Instruction: Rescale the part of the records that opens with the line containing "target: tree in background" and runs through the end of the records. Write out every line of that part again, including the requests, but multiply each point coordinate in the answers by 2.05 and round it to a whole number, with halves rounded up.

--- BEGIN Source material ---

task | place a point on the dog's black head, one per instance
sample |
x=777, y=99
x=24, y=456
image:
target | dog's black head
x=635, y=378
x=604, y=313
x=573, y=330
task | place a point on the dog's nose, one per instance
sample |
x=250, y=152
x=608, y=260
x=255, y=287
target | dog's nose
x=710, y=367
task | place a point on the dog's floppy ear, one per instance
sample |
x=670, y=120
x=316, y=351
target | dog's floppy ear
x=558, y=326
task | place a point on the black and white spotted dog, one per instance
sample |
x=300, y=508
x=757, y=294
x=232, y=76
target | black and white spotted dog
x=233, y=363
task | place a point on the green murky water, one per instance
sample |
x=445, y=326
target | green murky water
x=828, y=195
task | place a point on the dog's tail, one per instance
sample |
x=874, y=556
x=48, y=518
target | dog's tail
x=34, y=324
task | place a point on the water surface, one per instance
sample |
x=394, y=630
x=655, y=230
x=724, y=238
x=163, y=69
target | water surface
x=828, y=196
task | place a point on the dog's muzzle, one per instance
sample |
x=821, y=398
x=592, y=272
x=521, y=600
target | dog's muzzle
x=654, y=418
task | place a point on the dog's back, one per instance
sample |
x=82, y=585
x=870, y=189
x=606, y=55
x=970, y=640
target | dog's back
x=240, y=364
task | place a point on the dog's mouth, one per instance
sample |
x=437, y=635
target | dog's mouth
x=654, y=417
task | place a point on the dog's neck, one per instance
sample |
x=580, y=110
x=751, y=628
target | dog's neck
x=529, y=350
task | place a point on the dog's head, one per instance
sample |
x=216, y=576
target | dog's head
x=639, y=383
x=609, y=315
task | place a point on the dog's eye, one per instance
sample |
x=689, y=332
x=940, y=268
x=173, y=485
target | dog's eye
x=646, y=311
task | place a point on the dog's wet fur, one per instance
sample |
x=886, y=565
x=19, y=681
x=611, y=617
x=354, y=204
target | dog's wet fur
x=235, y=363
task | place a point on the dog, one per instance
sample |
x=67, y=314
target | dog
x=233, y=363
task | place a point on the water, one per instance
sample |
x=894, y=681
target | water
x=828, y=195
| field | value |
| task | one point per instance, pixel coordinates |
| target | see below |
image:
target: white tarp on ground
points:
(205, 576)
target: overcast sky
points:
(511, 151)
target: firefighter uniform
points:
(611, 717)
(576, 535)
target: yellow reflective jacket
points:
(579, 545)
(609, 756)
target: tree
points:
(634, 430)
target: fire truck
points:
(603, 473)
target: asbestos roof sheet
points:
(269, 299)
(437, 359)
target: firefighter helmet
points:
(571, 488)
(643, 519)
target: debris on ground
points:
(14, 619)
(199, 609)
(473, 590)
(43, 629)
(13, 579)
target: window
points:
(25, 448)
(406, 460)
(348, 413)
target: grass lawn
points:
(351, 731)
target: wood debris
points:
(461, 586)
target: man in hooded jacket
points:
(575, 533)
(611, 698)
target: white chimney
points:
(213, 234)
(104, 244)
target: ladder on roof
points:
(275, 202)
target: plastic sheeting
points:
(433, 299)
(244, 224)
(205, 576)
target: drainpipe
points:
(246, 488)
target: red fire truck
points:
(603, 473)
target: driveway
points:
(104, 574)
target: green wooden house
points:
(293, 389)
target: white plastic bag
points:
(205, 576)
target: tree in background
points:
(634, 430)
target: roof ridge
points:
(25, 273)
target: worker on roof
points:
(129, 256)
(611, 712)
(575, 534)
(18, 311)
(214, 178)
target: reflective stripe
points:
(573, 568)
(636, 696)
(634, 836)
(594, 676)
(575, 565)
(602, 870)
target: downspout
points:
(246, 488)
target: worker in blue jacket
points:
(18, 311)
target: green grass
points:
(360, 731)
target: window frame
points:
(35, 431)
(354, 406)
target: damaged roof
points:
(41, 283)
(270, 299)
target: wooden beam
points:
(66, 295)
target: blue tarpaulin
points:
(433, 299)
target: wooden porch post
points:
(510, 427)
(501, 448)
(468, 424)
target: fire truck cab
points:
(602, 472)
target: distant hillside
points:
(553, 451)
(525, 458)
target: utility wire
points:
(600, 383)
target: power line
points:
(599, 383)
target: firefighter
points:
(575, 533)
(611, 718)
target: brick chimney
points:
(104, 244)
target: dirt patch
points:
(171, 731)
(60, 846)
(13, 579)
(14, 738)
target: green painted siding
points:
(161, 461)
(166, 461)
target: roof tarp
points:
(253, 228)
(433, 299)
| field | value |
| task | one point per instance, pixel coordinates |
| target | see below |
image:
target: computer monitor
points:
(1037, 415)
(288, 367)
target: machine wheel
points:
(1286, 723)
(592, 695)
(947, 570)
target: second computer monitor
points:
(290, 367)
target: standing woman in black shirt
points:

--- END Source material ---

Written response:
target: tree in background
points:
(1300, 882)
target: roof ridge
points:
(51, 560)
target: worker on roof
points:
(264, 525)
(1253, 1460)
(1179, 1095)
(37, 638)
(439, 365)
target: reflective stripe
points:
(1175, 1164)
(1304, 1427)
(1300, 1714)
(1218, 1386)
(1179, 1158)
(1234, 1784)
target: downspout
points:
(504, 1000)
target: worker in blue jacket
points:
(37, 638)
target: green grass
points:
(738, 1499)
target: window frame
points:
(72, 884)
(726, 832)
target: damaged roof
points:
(84, 580)
(554, 613)
target: wooden beam
points:
(135, 605)
target: blue tarpaulin
points:
(888, 613)
target: wooden porch post
points:
(1046, 875)
(1027, 918)
(959, 869)
target: fire truck cab
points:
(1234, 968)
target: distant hillside
points:
(1134, 925)
(1076, 939)
target: utility wire
points:
(1230, 785)
target: power line
points:
(1228, 785)
target: firefighter
points:
(1179, 1093)
(1253, 1472)
target: brick chimney
points:
(213, 500)
target: dirt patch
points:
(351, 1499)
(123, 1734)
(27, 1187)
(29, 1513)
target: green painted siding
points:
(330, 945)
(340, 945)
target: roof tarp
points:
(519, 467)
(888, 613)
| field | value |
| task | one point per instance, pixel coordinates |
| target | see below |
image:
target: computer monitor
points:
(2126, 851)
(590, 752)
target: machine wheel
points:
(2636, 1482)
(1214, 1425)
(1941, 1169)
target: second computer monitor
points:
(595, 752)
target: standing woman in black shirt
points:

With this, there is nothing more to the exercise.